■ Task brief:
Render this sentence from the text about Picasso into Spanish: "Picasso once said, “Every act of creation is first of all an act of destruction.”"
Page text Start Marker
I have been fortunate, during the course of our travels, to have seen many different exhibitions of Pablo Picasso, one of the most famous and influential artists of the 20th century. During a fairly recent trip to Berlin (before we’d even heard the word COVID-19), we discovered the Berggruen Gallery, very close to the famous 17th-century Charlottenburg Castle of the Hohenzollern aristocracy. In the gallery, we were delighted to find an exhibition of some of Picasso’s artworks. But what struck us the most was a more traditional side to this artist, who is most known for his avant-garde art style, which became known as Cubism, founded together with painter Georges Braque beween 1910 and 1920. This art movement was based on the idea of taking objects apart and reanalysing them in terms of their shapes. Picasso once said, “Every act of creation is first of all an act of destruction.” Picasso, however, had the ability to move between both traditionalism and radical innovation. Born in Spain in 1881, his art career spanned a 78-year period, during which time he produced works in an astonishing range of styles, from the traditional to the revolutionary.
Picasso’s father was a painter and a professor of art, and, impressed by his son’s drawing from early on, started giving him formal training at age seven. His father believed in traditional academic training, and so had his son draw the human form from live figure-models and plaster casts, and copy works of the Old Masters.
Picasso’s lifetime body of work is divided roughly by periods of time, each period representing complex themes and feelings, such as the Blue Period, the Rose Period, and even Tribalism. At this time he was inspired by African influences, visible in figures that became highly stylised with flat, sharp planes. He moved on to Neo-classicism and Surrealism, from which the most famous painting is “Guernica”, full of angst and fear and pain, in which he condemned the horrors of war.
Then, nearing the end of his career, Picasso once again went back to examining Classical works that had influenced his development over the years. He did variations of paintings by artists such as Rembrandt, Diego Velázquez, and Edouard Manet. Pablo Picasso died in April 1973 at age 91, having made an enormous impact on the art world. “Others have seen what is, and asked why,” he once said. “I have seen what could be and asked why not.”
Page text End Marker
Dataset entries Start Marker
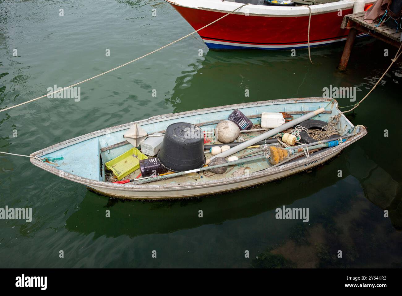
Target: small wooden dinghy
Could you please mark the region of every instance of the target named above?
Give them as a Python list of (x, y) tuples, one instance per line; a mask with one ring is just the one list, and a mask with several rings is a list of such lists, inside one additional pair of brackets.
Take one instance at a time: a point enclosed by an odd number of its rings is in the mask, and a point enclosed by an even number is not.
[[(296, 118), (321, 108), (325, 108), (326, 111), (315, 119), (328, 122), (330, 118), (338, 115), (336, 127), (340, 131), (340, 135), (345, 137), (345, 141), (334, 147), (324, 148), (310, 153), (308, 157), (306, 153), (275, 167), (271, 168), (272, 165), (267, 160), (262, 159), (244, 165), (232, 166), (230, 167), (232, 168), (231, 170), (221, 175), (212, 174), (207, 171), (205, 174), (200, 174), (203, 178), (198, 179), (181, 176), (145, 184), (135, 184), (135, 182), (132, 182), (123, 184), (113, 183), (115, 180), (111, 180), (105, 171), (105, 164), (133, 148), (132, 145), (125, 141), (123, 136), (134, 123), (149, 134), (164, 132), (170, 124), (183, 122), (194, 124), (203, 130), (210, 130), (221, 120), (227, 119), (236, 108), (255, 124), (260, 122), (262, 112), (284, 112)], [(31, 156), (42, 159), (57, 159), (62, 157), (62, 160), (56, 161), (57, 166), (37, 158), (30, 159), (37, 166), (65, 179), (83, 184), (90, 190), (105, 195), (131, 199), (175, 199), (239, 189), (310, 169), (333, 157), (367, 133), (363, 126), (355, 126), (340, 113), (335, 100), (323, 98), (288, 99), (246, 103), (153, 116), (93, 132), (31, 154)], [(250, 149), (246, 149), (234, 155), (241, 157), (250, 151)], [(207, 158), (211, 156), (208, 153), (206, 155)], [(242, 174), (245, 167), (247, 173)], [(137, 170), (125, 178), (135, 179), (139, 172), (139, 170)]]

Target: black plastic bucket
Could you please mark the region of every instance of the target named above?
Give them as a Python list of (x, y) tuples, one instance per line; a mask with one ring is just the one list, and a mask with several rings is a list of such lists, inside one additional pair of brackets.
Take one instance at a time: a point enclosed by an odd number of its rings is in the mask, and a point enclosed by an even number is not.
[(154, 173), (163, 174), (168, 171), (158, 158), (147, 158), (139, 161), (139, 170), (143, 177), (148, 177)]
[(173, 172), (199, 168), (205, 164), (204, 135), (198, 126), (178, 122), (168, 126), (158, 158)]

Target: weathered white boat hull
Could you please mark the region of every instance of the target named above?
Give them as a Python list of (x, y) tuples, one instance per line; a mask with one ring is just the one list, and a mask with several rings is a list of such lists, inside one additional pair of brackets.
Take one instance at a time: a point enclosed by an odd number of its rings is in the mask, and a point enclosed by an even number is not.
[[(199, 122), (199, 116), (206, 118), (208, 117), (208, 114), (212, 114), (212, 115), (209, 116), (210, 118), (208, 118), (209, 120), (211, 120), (215, 116), (213, 115), (214, 114), (213, 112), (221, 112), (219, 116), (224, 117), (226, 116), (227, 118), (228, 114), (230, 114), (235, 108), (238, 108), (241, 110), (245, 111), (248, 110), (247, 112), (249, 114), (260, 114), (261, 110), (266, 110), (263, 109), (264, 108), (276, 108), (276, 112), (278, 112), (278, 110), (279, 110), (278, 108), (283, 108), (282, 110), (283, 111), (289, 112), (288, 109), (293, 104), (295, 106), (297, 105), (297, 107), (295, 108), (297, 108), (297, 110), (303, 110), (304, 107), (306, 106), (310, 106), (309, 108), (311, 108), (316, 104), (317, 107), (320, 107), (329, 106), (331, 103), (330, 112), (331, 114), (330, 114), (327, 113), (323, 116), (326, 116), (326, 120), (328, 120), (328, 116), (340, 114), (339, 110), (336, 107), (336, 102), (332, 103), (330, 98), (306, 98), (246, 103), (236, 105), (214, 107), (181, 113), (154, 116), (148, 120), (136, 122), (136, 123), (144, 124), (143, 126), (147, 126), (150, 129), (148, 131), (148, 132), (153, 132), (162, 130), (162, 127), (166, 128), (166, 125), (168, 123), (174, 122), (174, 121), (181, 120), (183, 118), (189, 120), (190, 122), (198, 121), (198, 122)], [(312, 105), (312, 104), (313, 105)], [(254, 112), (255, 112), (253, 113)], [(31, 158), (31, 161), (35, 165), (45, 170), (58, 175), (65, 179), (83, 184), (90, 190), (108, 196), (129, 199), (154, 200), (207, 195), (253, 186), (282, 178), (311, 168), (328, 160), (339, 153), (345, 147), (357, 141), (367, 133), (364, 126), (358, 126), (354, 127), (343, 114), (342, 115), (341, 119), (342, 129), (346, 128), (345, 127), (347, 126), (349, 128), (351, 127), (355, 130), (353, 132), (357, 133), (355, 135), (347, 138), (347, 141), (343, 143), (334, 147), (316, 152), (311, 154), (310, 157), (308, 158), (304, 157), (297, 159), (272, 168), (263, 169), (257, 171), (255, 171), (256, 170), (254, 169), (249, 174), (239, 177), (228, 175), (227, 177), (217, 179), (214, 179), (213, 178), (203, 179), (200, 182), (195, 182), (194, 180), (189, 180), (189, 179), (181, 177), (183, 178), (181, 179), (183, 180), (183, 182), (177, 179), (172, 180), (171, 182), (169, 181), (162, 183), (159, 182), (139, 184), (131, 183), (122, 185), (103, 181), (102, 178), (105, 178), (104, 172), (100, 172), (99, 163), (93, 166), (95, 167), (96, 170), (94, 169), (93, 172), (92, 171), (89, 172), (92, 172), (92, 175), (90, 175), (92, 176), (90, 178), (84, 175), (79, 176), (77, 174), (77, 172), (82, 174), (87, 173), (84, 172), (86, 170), (88, 170), (87, 166), (89, 166), (90, 168), (91, 168), (91, 166), (92, 165), (92, 162), (96, 162), (96, 159), (99, 160), (99, 156), (101, 155), (101, 152), (100, 151), (101, 151), (102, 150), (104, 152), (102, 152), (103, 153), (102, 155), (102, 157), (105, 158), (115, 157), (119, 155), (119, 149), (121, 149), (121, 151), (126, 150), (128, 147), (127, 146), (123, 146), (117, 148), (111, 148), (110, 154), (108, 154), (109, 153), (108, 150), (105, 150), (105, 148), (101, 149), (100, 147), (108, 146), (111, 143), (117, 143), (121, 141), (121, 139), (122, 139), (122, 134), (124, 131), (127, 130), (133, 123), (94, 132), (53, 145), (31, 155), (35, 157), (42, 157), (46, 155), (51, 156), (57, 156), (59, 155), (57, 153), (61, 153), (63, 156), (66, 156), (65, 157), (65, 160), (60, 164), (61, 166), (58, 168), (52, 167), (35, 158)], [(88, 147), (92, 147), (91, 149), (93, 150), (90, 151), (90, 153), (79, 146), (80, 143), (88, 143)], [(78, 146), (77, 146), (77, 145)], [(90, 146), (90, 145), (91, 146)], [(113, 151), (113, 149), (115, 151)], [(77, 164), (78, 163), (76, 159), (87, 159), (87, 157), (89, 157), (92, 155), (92, 152), (95, 153), (94, 157), (92, 159), (93, 161), (86, 161), (85, 163), (88, 164), (88, 165), (82, 165), (80, 163), (79, 165)], [(82, 155), (82, 153), (85, 153), (87, 154)], [(77, 153), (79, 154), (78, 156), (76, 155)], [(103, 159), (103, 163), (105, 163), (105, 160)], [(108, 159), (107, 158), (106, 160)], [(78, 166), (72, 167), (72, 166), (73, 165)], [(100, 165), (100, 167), (102, 167), (102, 166)], [(266, 168), (266, 166), (265, 167)], [(71, 170), (69, 171), (68, 170)], [(334, 174), (337, 173), (337, 170), (334, 170)]]
[[(365, 133), (367, 133), (367, 132), (365, 131), (364, 133), (362, 134), (361, 136), (363, 137)], [(129, 199), (176, 199), (207, 195), (253, 186), (311, 169), (334, 157), (352, 143), (351, 141), (349, 143), (345, 142), (341, 144), (343, 145), (343, 147), (338, 146), (330, 148), (333, 150), (330, 153), (316, 153), (316, 155), (314, 155), (313, 154), (308, 158), (304, 158), (303, 159), (297, 160), (288, 164), (284, 164), (273, 169), (268, 169), (265, 172), (252, 173), (247, 177), (244, 176), (232, 177), (230, 178), (230, 181), (224, 182), (217, 182), (215, 185), (205, 184), (203, 186), (203, 184), (200, 184), (198, 186), (195, 186), (193, 183), (192, 183), (188, 184), (178, 184), (177, 188), (150, 188), (148, 190), (135, 188), (119, 190), (104, 186), (90, 186), (89, 184), (87, 186), (90, 189), (103, 195)], [(334, 174), (337, 174), (336, 171), (334, 171)]]

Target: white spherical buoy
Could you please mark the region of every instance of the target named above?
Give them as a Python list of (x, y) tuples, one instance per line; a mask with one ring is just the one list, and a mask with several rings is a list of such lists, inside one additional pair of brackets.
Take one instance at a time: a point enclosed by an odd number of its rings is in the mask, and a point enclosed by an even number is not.
[(212, 147), (211, 149), (211, 154), (212, 155), (216, 155), (217, 154), (219, 154), (219, 153), (222, 152), (222, 149), (221, 147), (218, 146), (215, 146), (215, 147)]
[(230, 149), (230, 146), (229, 145), (224, 145), (222, 147), (221, 147), (221, 150), (222, 150), (222, 152), (224, 152), (226, 150), (228, 150)]
[(223, 120), (216, 125), (216, 136), (222, 143), (233, 142), (240, 134), (240, 129), (233, 121)]

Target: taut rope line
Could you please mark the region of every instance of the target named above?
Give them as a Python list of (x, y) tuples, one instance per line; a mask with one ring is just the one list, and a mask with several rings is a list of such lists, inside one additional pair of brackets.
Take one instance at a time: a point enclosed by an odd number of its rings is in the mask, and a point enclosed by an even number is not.
[(206, 28), (207, 27), (210, 26), (211, 25), (212, 25), (213, 24), (214, 24), (215, 23), (216, 23), (216, 22), (218, 21), (220, 21), (220, 20), (221, 20), (222, 19), (223, 19), (224, 17), (225, 17), (228, 16), (228, 15), (229, 15), (229, 14), (231, 14), (231, 13), (232, 13), (233, 12), (234, 12), (235, 11), (236, 11), (236, 10), (237, 10), (238, 9), (240, 9), (240, 8), (241, 8), (242, 7), (243, 7), (244, 6), (246, 6), (246, 5), (248, 5), (249, 4), (250, 4), (250, 3), (246, 3), (246, 4), (244, 4), (242, 5), (241, 6), (239, 6), (236, 9), (234, 9), (233, 10), (232, 10), (230, 12), (228, 12), (228, 13), (227, 13), (226, 14), (225, 14), (225, 15), (224, 15), (223, 16), (221, 17), (219, 19), (215, 20), (215, 21), (214, 21), (212, 23), (210, 23), (208, 25), (207, 25), (204, 26), (204, 27), (202, 27), (202, 28), (200, 28), (200, 29), (198, 29), (198, 30), (197, 30), (194, 31), (193, 33), (190, 33), (190, 34), (188, 34), (187, 35), (186, 35), (185, 36), (184, 36), (183, 37), (182, 37), (181, 38), (180, 38), (179, 39), (178, 39), (177, 40), (175, 40), (175, 41), (173, 41), (172, 42), (170, 42), (168, 44), (166, 44), (166, 45), (164, 46), (162, 46), (162, 47), (161, 47), (161, 48), (158, 48), (157, 50), (154, 50), (154, 51), (151, 52), (148, 52), (148, 54), (146, 54), (142, 56), (140, 56), (139, 58), (137, 58), (135, 60), (133, 60), (132, 61), (130, 61), (129, 62), (127, 62), (125, 64), (123, 64), (122, 65), (120, 65), (118, 67), (116, 67), (116, 68), (114, 68), (113, 69), (111, 69), (109, 71), (107, 71), (105, 72), (103, 72), (103, 73), (101, 73), (100, 74), (98, 74), (98, 75), (97, 75), (96, 76), (94, 76), (93, 77), (91, 77), (90, 78), (88, 78), (88, 79), (85, 79), (85, 80), (83, 80), (82, 81), (80, 81), (80, 82), (78, 82), (78, 83), (75, 83), (74, 84), (73, 84), (73, 85), (70, 85), (70, 86), (68, 86), (68, 87), (64, 87), (64, 88), (62, 89), (59, 89), (58, 91), (53, 91), (52, 93), (47, 93), (46, 95), (42, 95), (42, 96), (41, 96), (41, 97), (38, 97), (35, 98), (35, 99), (33, 99), (31, 100), (30, 100), (29, 101), (27, 101), (24, 102), (23, 103), (21, 103), (21, 104), (18, 104), (18, 105), (15, 105), (14, 106), (12, 106), (11, 107), (9, 107), (8, 108), (6, 108), (2, 109), (2, 110), (0, 110), (0, 112), (3, 112), (4, 111), (6, 111), (7, 110), (9, 110), (10, 109), (12, 109), (13, 108), (16, 108), (16, 107), (18, 107), (19, 106), (22, 106), (23, 105), (25, 105), (25, 104), (27, 104), (28, 103), (31, 103), (31, 102), (33, 102), (34, 101), (36, 101), (37, 100), (39, 100), (39, 99), (41, 99), (42, 98), (45, 97), (47, 97), (48, 95), (52, 95), (52, 94), (53, 94), (54, 93), (57, 93), (60, 92), (60, 91), (62, 91), (64, 90), (65, 89), (67, 89), (70, 88), (70, 87), (74, 87), (76, 85), (78, 85), (79, 84), (81, 84), (81, 83), (83, 83), (84, 82), (86, 82), (87, 81), (89, 81), (90, 80), (92, 80), (93, 79), (94, 79), (95, 78), (97, 78), (98, 77), (99, 77), (99, 76), (101, 76), (103, 75), (104, 75), (105, 74), (107, 74), (108, 73), (111, 72), (112, 71), (114, 71), (115, 70), (117, 70), (117, 69), (119, 69), (119, 68), (121, 68), (122, 67), (124, 67), (125, 66), (126, 66), (126, 65), (129, 64), (131, 64), (131, 63), (137, 61), (139, 60), (142, 58), (145, 58), (146, 56), (149, 56), (150, 55), (151, 55), (151, 54), (152, 54), (155, 53), (156, 52), (158, 52), (160, 50), (162, 50), (164, 48), (165, 48), (167, 47), (168, 46), (169, 46), (172, 45), (172, 44), (174, 44), (174, 43), (176, 43), (176, 42), (178, 42), (179, 41), (180, 41), (180, 40), (183, 40), (185, 38), (187, 38), (189, 36), (191, 36), (193, 34), (195, 34), (195, 33), (197, 33), (197, 32), (198, 32), (199, 31), (201, 31), (201, 30), (202, 30), (203, 29), (205, 29), (205, 28)]
[(302, 5), (305, 6), (308, 8), (309, 11), (308, 14), (308, 29), (307, 31), (307, 42), (308, 46), (308, 58), (310, 59), (310, 62), (314, 64), (314, 63), (311, 60), (311, 55), (310, 54), (310, 23), (311, 22), (311, 8), (308, 5)]
[(363, 97), (363, 99), (362, 99), (361, 100), (359, 103), (355, 104), (354, 105), (355, 106), (353, 108), (351, 109), (350, 110), (348, 110), (347, 111), (344, 111), (343, 112), (342, 112), (343, 113), (346, 113), (348, 112), (350, 112), (351, 111), (355, 109), (356, 108), (357, 108), (357, 106), (359, 106), (359, 105), (360, 104), (360, 103), (361, 103), (362, 101), (363, 101), (366, 97), (369, 96), (369, 95), (371, 93), (371, 92), (374, 90), (374, 89), (376, 87), (377, 87), (377, 86), (378, 85), (378, 83), (379, 83), (379, 82), (381, 81), (381, 79), (382, 79), (384, 77), (384, 76), (385, 76), (385, 75), (387, 74), (387, 72), (388, 72), (388, 70), (390, 70), (390, 68), (391, 68), (391, 66), (394, 62), (395, 62), (396, 61), (396, 60), (398, 59), (398, 58), (399, 57), (399, 56), (400, 56), (401, 54), (402, 54), (402, 52), (400, 52), (401, 48), (402, 48), (402, 43), (401, 43), (400, 46), (399, 46), (399, 49), (398, 49), (398, 51), (396, 52), (396, 53), (395, 54), (395, 57), (392, 59), (392, 62), (388, 67), (388, 68), (386, 70), (385, 72), (384, 72), (384, 74), (382, 75), (382, 76), (380, 77), (380, 79), (378, 79), (378, 81), (377, 82), (377, 83), (375, 83), (374, 86), (373, 87), (373, 88), (372, 88), (370, 90), (370, 91), (367, 93), (367, 94), (366, 95), (365, 97)]

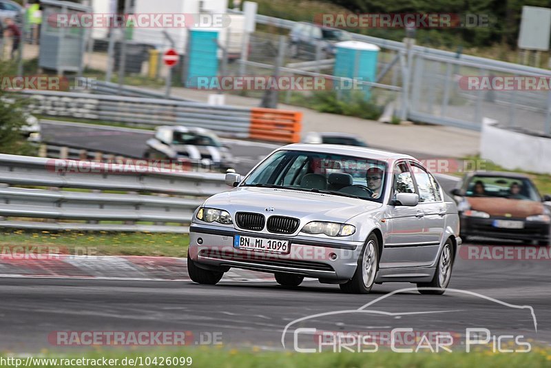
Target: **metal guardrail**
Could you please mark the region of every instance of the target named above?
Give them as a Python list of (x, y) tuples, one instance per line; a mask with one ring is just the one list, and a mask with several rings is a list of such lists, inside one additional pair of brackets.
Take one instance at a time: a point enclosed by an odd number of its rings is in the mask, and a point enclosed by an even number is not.
[(228, 136), (249, 136), (251, 109), (198, 102), (28, 90), (35, 114), (158, 126), (201, 126)]
[[(123, 85), (120, 86), (117, 83), (106, 82), (104, 81), (96, 81), (94, 84), (94, 89), (91, 90), (94, 94), (111, 94), (114, 96), (128, 96), (130, 97), (144, 97), (147, 99), (167, 99), (165, 94), (145, 90), (138, 87)], [(188, 102), (198, 102), (194, 100), (182, 99), (173, 95), (168, 99), (170, 100), (184, 101)]]
[[(142, 126), (185, 125), (210, 129), (223, 136), (255, 138), (258, 136), (254, 119), (264, 114), (277, 125), (263, 127), (264, 139), (282, 143), (298, 141), (302, 114), (277, 109), (260, 109), (229, 105), (213, 105), (161, 99), (145, 99), (26, 90), (33, 97), (30, 110), (33, 113), (55, 116), (69, 116), (92, 120), (125, 123)], [(295, 119), (289, 123), (293, 113)], [(280, 128), (278, 127), (280, 125)], [(289, 131), (289, 126), (292, 130)], [(290, 134), (289, 134), (290, 132)]]
[(135, 163), (0, 154), (0, 183), (6, 185), (0, 187), (0, 227), (185, 233), (201, 197), (229, 189), (222, 174), (174, 172)]

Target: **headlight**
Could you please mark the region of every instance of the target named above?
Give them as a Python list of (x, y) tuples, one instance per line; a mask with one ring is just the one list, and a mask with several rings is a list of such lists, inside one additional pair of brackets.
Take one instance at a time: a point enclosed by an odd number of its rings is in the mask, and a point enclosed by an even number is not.
[(490, 215), (482, 211), (475, 211), (475, 209), (468, 209), (463, 212), (465, 216), (469, 217), (481, 217), (482, 218), (489, 218)]
[(233, 223), (231, 221), (231, 216), (227, 211), (216, 208), (201, 207), (197, 211), (195, 217), (205, 223), (217, 222), (224, 225)]
[(328, 236), (348, 236), (356, 231), (356, 228), (345, 223), (312, 221), (308, 223), (300, 230), (306, 234), (324, 234)]
[(526, 218), (527, 221), (539, 221), (541, 223), (551, 222), (551, 217), (549, 215), (534, 215)]

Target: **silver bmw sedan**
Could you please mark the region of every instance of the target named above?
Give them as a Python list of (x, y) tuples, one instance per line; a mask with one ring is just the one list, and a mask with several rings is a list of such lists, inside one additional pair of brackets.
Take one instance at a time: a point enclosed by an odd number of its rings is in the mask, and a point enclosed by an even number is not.
[(409, 282), (443, 294), (459, 221), (453, 199), (415, 159), (328, 144), (282, 147), (232, 190), (194, 214), (191, 279), (217, 283), (238, 267), (273, 274), (286, 287), (304, 277), (364, 294), (373, 284)]

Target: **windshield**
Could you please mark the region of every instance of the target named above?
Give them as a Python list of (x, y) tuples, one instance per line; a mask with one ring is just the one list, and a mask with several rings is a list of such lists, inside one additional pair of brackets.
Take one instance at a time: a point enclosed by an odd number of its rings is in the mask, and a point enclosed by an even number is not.
[(285, 188), (382, 201), (384, 161), (324, 152), (278, 151), (242, 186)]
[(172, 135), (172, 144), (193, 145), (214, 145), (221, 147), (222, 144), (216, 137), (208, 134), (198, 134), (184, 132), (174, 132)]
[(530, 180), (507, 176), (473, 176), (469, 181), (465, 195), (468, 197), (540, 201), (539, 195)]
[(322, 28), (323, 39), (329, 41), (350, 41), (352, 37), (346, 31)]

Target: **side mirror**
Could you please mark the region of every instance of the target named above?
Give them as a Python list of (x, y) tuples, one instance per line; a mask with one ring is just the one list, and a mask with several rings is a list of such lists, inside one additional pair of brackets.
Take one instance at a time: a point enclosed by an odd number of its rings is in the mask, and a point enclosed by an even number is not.
[(241, 181), (241, 175), (236, 172), (227, 172), (224, 181), (226, 183), (226, 185), (237, 187), (237, 185)]
[(416, 206), (419, 203), (419, 194), (417, 193), (397, 193), (394, 198), (394, 205)]
[(457, 196), (462, 197), (463, 196), (463, 192), (459, 188), (453, 188), (451, 192), (450, 192), (454, 196)]

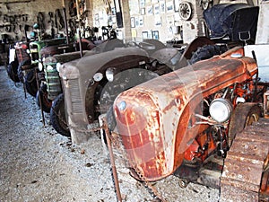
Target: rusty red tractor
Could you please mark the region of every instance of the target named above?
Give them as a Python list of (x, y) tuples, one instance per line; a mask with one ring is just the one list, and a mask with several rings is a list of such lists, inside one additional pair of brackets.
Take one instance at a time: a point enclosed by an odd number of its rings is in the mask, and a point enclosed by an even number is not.
[(173, 174), (181, 187), (221, 188), (221, 200), (267, 201), (267, 87), (257, 74), (256, 60), (236, 47), (120, 93), (110, 129), (132, 175), (156, 181)]

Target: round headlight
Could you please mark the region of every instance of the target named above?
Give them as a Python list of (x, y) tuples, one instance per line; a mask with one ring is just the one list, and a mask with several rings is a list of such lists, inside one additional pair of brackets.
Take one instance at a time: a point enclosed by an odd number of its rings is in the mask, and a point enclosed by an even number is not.
[(42, 63), (39, 63), (39, 70), (42, 71), (43, 70), (43, 64)]
[(60, 67), (61, 67), (61, 63), (57, 63), (56, 64), (56, 70), (58, 71), (58, 72), (60, 72)]
[(219, 123), (228, 120), (232, 111), (232, 104), (222, 98), (213, 100), (209, 106), (209, 113), (212, 119)]
[(95, 75), (93, 75), (93, 80), (95, 82), (100, 82), (100, 80), (102, 80), (103, 78), (103, 74), (98, 72), (98, 73), (95, 73)]
[(53, 66), (47, 66), (47, 70), (53, 70)]
[(109, 67), (109, 68), (107, 69), (106, 77), (107, 77), (108, 82), (113, 82), (113, 80), (114, 80), (114, 72), (115, 72), (114, 67)]

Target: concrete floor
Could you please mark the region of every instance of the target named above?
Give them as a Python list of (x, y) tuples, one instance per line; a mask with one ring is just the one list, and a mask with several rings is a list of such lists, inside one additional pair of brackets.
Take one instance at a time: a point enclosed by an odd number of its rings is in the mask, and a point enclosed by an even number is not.
[[(117, 201), (109, 160), (98, 136), (80, 145), (57, 134), (34, 98), (0, 67), (0, 201)], [(124, 201), (154, 201), (117, 159)], [(170, 176), (154, 184), (167, 201), (219, 200), (219, 190), (190, 183), (178, 187)]]

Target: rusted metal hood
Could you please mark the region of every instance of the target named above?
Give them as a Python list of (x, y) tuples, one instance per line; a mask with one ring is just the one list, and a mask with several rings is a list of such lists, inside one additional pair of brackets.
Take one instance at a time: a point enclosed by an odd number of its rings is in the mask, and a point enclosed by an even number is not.
[(171, 174), (182, 161), (189, 117), (204, 97), (257, 71), (250, 57), (214, 57), (122, 92), (114, 102), (118, 133), (129, 161), (148, 180)]

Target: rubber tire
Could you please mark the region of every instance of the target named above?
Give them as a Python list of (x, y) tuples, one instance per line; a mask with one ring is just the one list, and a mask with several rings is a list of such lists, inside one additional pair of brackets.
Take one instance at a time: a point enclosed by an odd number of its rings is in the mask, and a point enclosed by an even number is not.
[(47, 113), (50, 113), (52, 101), (48, 98), (47, 84), (43, 84), (36, 94), (36, 103), (40, 108), (39, 95), (41, 99), (42, 110)]
[(219, 45), (204, 45), (198, 49), (192, 55), (189, 63), (195, 64), (198, 61), (209, 59), (213, 56), (221, 55), (226, 52), (228, 48), (225, 46), (219, 46)]
[(38, 92), (37, 79), (35, 76), (35, 70), (32, 69), (26, 75), (24, 81), (27, 92), (33, 97), (36, 97)]
[(18, 66), (18, 77), (22, 83), (24, 83), (24, 75), (22, 72), (22, 66), (25, 65), (30, 65), (30, 59), (23, 60), (20, 65)]
[(18, 60), (15, 59), (14, 61), (8, 64), (7, 68), (6, 68), (8, 76), (14, 83), (20, 82), (20, 79), (18, 77), (18, 66), (19, 66)]
[(68, 125), (66, 124), (65, 110), (65, 96), (61, 93), (52, 101), (50, 109), (50, 122), (57, 133), (64, 136), (70, 137), (71, 134)]
[(259, 104), (246, 102), (237, 105), (230, 119), (228, 132), (229, 147), (231, 146), (237, 134), (242, 132), (247, 126), (252, 125), (253, 122), (249, 121), (249, 118), (253, 118), (253, 115), (256, 115), (256, 119), (257, 119), (262, 117), (262, 109)]

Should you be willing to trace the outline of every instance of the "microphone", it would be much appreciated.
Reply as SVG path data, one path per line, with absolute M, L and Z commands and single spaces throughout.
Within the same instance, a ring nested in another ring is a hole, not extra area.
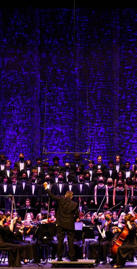
M 42 160 L 41 161 L 42 162 L 44 162 L 45 161 L 47 161 L 49 159 L 48 158 L 46 158 L 44 160 Z

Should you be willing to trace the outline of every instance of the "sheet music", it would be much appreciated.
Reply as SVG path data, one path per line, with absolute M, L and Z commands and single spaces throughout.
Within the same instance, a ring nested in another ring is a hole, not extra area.
M 101 235 L 102 238 L 104 238 L 104 237 L 103 235 L 103 234 L 101 232 L 101 230 L 100 229 L 100 228 L 99 228 L 99 225 L 97 225 L 97 227 L 98 227 L 98 230 L 99 233 Z

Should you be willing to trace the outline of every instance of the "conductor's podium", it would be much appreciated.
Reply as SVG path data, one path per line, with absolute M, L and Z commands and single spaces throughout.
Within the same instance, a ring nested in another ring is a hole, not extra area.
Dataset entries End Marker
■ Result below:
Picasso dijo una vez: «Todo acto de creación es, ante todo, un acto de destrucción».